(Selected passage):
(begin)

Querying a DataFrame values from a specific year

I have a pandas dataframe I have created from weather data that shows the high and low temperatures by day from 2005-2015. I want to be able to query my dataframe such that it only shows the values with the year 2015. Is there any way to do this without first changing the datetime values to only show year (i.e. not making strtime(%y) only first)?
DataFrame Creation:
df=pd.read_csv('data/C2A2_data/BinnedCsvs_d400/fb441e62df2d58994928907a91895ec62c2c42e6cd075c2700843b89.csv')
df['Date']=pd.to_datetime(df.Date)
df['Date'] = df['Date'].dt.strftime('%m-%d-%y')
Attempt to Query:
daily_df=df[df['Date']==datetime.date(year=2015)]
Error: asks for a month and year to be specified.
Data:
An NOAA dataset has been stored in the file data/C2A2_data/BinnedCsvs_d400/fb441e62df2d58994928907a91895ec62c2c42e6cd075c2700843b89.csv. The data for this assignment comes from a subset of The National Centers for Environmental Information (NCEI) Daily Global Historical Climatology Network (GHCN-Daily). The GHCN-Daily is comprised of daily climate records from thousands of land surface stations across the globe.
Each row in the assignment datafile corresponds to a single observation.
The following variables are provided to you:
id : station identification code
date : date in YYYY-MM-DD format (e.g. 2012-01-24 = January 24, 2012)
element : indicator of element type
TMAX : Maximum temperature (tenths of degrees C)
TMIN : Minimum temperature (tenths of degrees C)
value : data value for element (tenths of degrees C)
Image of DataFrame:
I resolved this by adding a row with just the year and then querying that way but there has to be a better way to do this?
df['Date']=pd.to_datetime(df['Date']).dt.strftime('%d-%m-%y')
df['Year']=pd.to_datetime(df['Date']).dt.strftime('%y')
daily_df = df[df['Year']=='15']
return daily_df

(end)

(Exercise 1): Reproduce the DataFrame question word for word, from "Each row in" to "Minimum temperature (tenths of degrees C)".
(Exercise 2): Transcribe every one of the entries below line for line, leaving the pictures out of your copy.

(Records shown):

(begin)

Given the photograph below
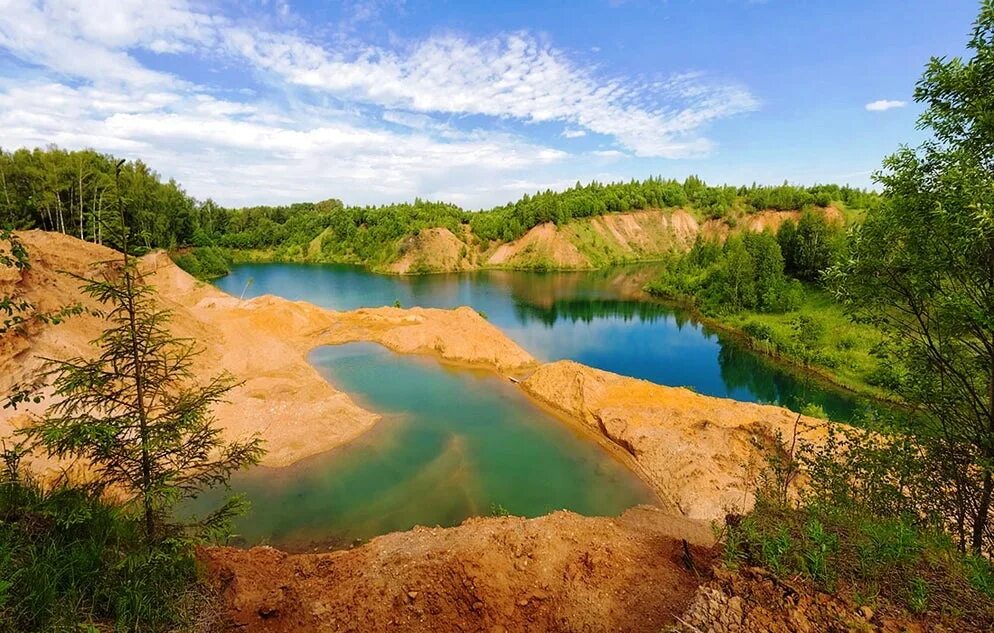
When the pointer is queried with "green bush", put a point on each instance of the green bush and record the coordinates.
(865, 520)
(70, 559)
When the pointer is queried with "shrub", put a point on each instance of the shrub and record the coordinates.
(70, 559)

(end)

(Answer 1):
Each row in the assignment datafile corresponds to a single observation.
The following variables are provided to you:
id : station identification code
date : date in YYYY-MM-DD format (e.g. 2012-01-24 = January 24, 2012)
element : indicator of element type
TMAX : Maximum temperature (tenths of degrees C)
TMIN : Minimum temperature (tenths of degrees C)

(Answer 2):
Given the photograph below
When the pointer is queried with "green bush", put a point on each instance of the green bush and record the coordinates.
(865, 520)
(70, 559)
When the pointer is queried with "shrub", put a point on each instance of the shrub and record the coordinates.
(70, 559)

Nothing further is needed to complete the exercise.